**Reading text**.
Britain must fully assess the threat of “hostile foreign states” such as China and Russia utilizing the CCP virus pandemic to their advantage, a UK Parliamentary committee has warned.
The UK needs to make “a robust assessment of the capabilities and short and long-term ambitions of hostile foreign states,” the Defence Committee of the House of Commons said in its recommendations for the government’s security review, which had been shelved at the start of the pandemic.
Alex Ellis, the UK’s deputy national security adviser, told the committee in July that the government was restarting the review after analyzing “intensified geopolitical competition” following the pandemic.
The committee said it had heard states such as Russia and China are “employing disruption as major tool.”
As a result, “vulnerabilities to cyber, pandemics and other transnational threats are assuming more importance in protecting and defending the nation,” Dr Harlan Ullman, an American strategic thinker and chairman of the Killowen Group, told the committee in written evidence.

**Excerpted records**.

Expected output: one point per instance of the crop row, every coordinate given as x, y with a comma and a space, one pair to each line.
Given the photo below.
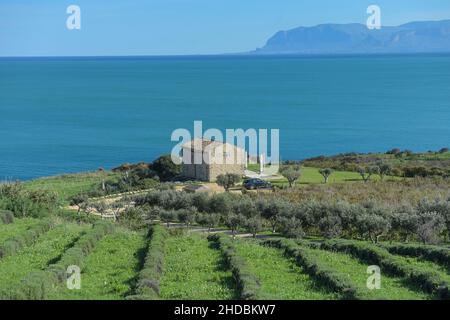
148, 287
39, 284
248, 285
427, 280
439, 255
14, 244
6, 217
323, 274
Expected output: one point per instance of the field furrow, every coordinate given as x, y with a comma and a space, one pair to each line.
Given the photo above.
110, 270
194, 270
17, 227
392, 288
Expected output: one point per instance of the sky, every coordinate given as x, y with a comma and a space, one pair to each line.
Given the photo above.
181, 27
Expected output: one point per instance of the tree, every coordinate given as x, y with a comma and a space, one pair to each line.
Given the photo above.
291, 173
187, 216
168, 216
165, 168
253, 225
228, 180
405, 224
326, 173
373, 226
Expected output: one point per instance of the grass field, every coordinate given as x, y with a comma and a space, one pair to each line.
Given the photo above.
193, 270
391, 288
110, 270
280, 277
20, 225
311, 175
69, 185
47, 249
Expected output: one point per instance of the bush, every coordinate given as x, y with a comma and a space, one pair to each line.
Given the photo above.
228, 180
439, 255
14, 244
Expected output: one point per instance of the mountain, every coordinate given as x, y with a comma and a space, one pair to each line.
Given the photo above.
414, 37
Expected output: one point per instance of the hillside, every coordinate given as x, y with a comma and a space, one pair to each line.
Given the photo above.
414, 37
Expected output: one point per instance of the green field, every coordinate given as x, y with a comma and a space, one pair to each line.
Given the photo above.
391, 288
38, 256
280, 277
110, 270
311, 175
69, 185
193, 270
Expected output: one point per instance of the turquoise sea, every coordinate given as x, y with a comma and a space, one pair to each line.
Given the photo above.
60, 115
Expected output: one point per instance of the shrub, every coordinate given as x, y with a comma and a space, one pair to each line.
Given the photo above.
38, 285
14, 244
292, 173
326, 276
430, 282
430, 226
165, 168
228, 180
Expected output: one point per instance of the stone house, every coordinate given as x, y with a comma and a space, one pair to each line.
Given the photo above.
204, 160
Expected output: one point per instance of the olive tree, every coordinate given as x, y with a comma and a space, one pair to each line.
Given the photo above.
326, 173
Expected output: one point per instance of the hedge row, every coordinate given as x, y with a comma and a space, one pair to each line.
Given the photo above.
6, 217
14, 244
38, 284
324, 275
429, 281
247, 283
147, 287
439, 255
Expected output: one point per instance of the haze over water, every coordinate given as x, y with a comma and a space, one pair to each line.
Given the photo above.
60, 115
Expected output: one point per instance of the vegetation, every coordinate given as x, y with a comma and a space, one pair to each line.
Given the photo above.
424, 276
279, 277
247, 284
148, 285
109, 270
40, 284
228, 180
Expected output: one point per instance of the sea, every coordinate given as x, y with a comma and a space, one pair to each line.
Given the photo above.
62, 115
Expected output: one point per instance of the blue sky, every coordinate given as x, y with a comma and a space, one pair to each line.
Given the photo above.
173, 27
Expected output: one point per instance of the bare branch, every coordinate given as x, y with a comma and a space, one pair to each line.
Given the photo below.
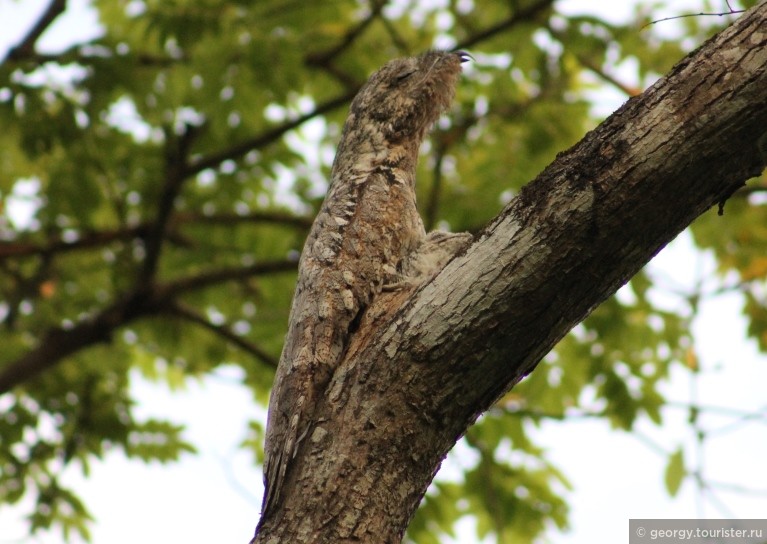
189, 314
701, 14
270, 136
26, 49
214, 277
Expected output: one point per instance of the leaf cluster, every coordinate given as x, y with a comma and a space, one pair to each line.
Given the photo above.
158, 182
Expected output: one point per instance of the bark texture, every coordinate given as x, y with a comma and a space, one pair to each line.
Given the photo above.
425, 363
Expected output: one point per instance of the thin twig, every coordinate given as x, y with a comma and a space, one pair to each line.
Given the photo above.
270, 136
189, 314
527, 14
26, 48
701, 14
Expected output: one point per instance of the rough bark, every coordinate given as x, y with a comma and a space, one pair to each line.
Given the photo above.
424, 365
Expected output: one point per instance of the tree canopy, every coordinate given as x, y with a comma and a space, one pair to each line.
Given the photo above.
158, 181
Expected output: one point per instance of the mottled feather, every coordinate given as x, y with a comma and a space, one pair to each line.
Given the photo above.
367, 226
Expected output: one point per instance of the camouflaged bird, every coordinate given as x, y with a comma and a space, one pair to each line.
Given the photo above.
367, 236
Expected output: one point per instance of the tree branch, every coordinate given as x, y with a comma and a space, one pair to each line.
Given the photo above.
527, 14
214, 277
26, 49
270, 136
422, 366
189, 314
61, 342
177, 151
89, 240
324, 58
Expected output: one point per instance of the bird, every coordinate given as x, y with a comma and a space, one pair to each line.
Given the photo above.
364, 240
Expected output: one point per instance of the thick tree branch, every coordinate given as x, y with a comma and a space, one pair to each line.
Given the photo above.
422, 367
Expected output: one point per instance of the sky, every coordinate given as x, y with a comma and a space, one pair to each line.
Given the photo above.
215, 496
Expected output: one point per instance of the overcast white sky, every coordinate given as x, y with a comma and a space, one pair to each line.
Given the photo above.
215, 496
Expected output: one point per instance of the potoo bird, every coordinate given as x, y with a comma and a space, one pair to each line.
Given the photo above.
366, 236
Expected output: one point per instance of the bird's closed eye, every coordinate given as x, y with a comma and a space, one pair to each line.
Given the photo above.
404, 74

**Questions on the material**.
• a. How would this sentence from the article on the UK security review read in Spanish: "Alex Ellis, the UK’s deputy national security adviser, told the committee in July that the government was restarting the review after analyzing “intensified geopolitical competition” following the pandemic."
• b. Can you duplicate the article on the UK security review word for word, between "Alex Ellis, the" and "following the pandemic.", inclusive?
The records play no part in this.

**Solutions below**.
• a. Alex Ellis, asesor adjunto de seguridad nacional del Reino Unido, dijo al comité en julio que el gobierno estaba reanudando la revisión tras analizar la «intensificada competencia geopolítica» posterior a la pandemia.

• b.
Alex Ellis, the UK’s deputy national security adviser, told the committee in July that the government was restarting the review after analyzing “intensified geopolitical competition” following the pandemic.